● WHAT TO WORK ON: Reproduce the items from the line with "Could you kindly annotate the concrete" through the end of the items, swapping "patio" for "terrace" and leaving everything else unchanged.

● DATA FOR THIS TASK:
— Begin —

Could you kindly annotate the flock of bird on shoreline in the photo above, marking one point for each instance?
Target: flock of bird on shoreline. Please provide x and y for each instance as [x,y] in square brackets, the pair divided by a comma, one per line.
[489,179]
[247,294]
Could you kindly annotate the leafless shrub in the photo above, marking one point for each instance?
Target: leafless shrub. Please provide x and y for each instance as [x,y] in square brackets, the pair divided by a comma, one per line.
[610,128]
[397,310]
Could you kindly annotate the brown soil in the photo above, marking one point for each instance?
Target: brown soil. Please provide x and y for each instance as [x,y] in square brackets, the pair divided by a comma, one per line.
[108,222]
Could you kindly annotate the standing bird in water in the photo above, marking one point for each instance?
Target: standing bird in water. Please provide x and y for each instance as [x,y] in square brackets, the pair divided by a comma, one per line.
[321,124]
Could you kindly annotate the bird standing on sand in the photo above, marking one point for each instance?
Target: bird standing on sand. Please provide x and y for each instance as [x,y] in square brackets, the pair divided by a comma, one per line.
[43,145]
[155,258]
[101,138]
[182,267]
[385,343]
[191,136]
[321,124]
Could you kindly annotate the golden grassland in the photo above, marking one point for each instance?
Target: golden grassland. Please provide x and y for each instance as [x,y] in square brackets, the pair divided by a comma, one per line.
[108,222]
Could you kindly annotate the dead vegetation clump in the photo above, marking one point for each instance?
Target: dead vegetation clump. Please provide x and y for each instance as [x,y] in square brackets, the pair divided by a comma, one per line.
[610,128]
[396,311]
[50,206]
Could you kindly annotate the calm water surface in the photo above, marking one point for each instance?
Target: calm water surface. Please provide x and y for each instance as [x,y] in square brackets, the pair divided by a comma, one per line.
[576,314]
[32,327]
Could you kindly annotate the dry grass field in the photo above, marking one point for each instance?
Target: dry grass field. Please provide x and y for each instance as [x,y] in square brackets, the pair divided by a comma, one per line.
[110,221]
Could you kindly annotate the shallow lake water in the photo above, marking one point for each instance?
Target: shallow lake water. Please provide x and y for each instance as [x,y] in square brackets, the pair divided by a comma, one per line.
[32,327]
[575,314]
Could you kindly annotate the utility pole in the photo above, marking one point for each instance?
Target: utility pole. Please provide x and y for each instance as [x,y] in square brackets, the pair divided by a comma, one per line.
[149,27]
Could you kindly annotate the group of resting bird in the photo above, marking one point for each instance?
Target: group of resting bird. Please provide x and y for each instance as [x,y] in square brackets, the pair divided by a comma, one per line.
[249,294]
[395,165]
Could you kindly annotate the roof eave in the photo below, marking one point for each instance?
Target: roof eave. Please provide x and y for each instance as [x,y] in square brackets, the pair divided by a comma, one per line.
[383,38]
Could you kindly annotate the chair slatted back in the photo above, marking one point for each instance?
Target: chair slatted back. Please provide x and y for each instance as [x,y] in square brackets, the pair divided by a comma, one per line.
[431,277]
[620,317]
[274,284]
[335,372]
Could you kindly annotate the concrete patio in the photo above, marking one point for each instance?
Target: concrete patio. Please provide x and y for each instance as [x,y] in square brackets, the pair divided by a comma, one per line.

— End —

● OUTPUT OF THE TASK:
Could you kindly annotate the concrete terrace in the photo above, marking one point for each instance?
Target: concrete terrace. Please provide x and y for each instance as [x,y] in square brackets, the pair divided by a comma, one per line.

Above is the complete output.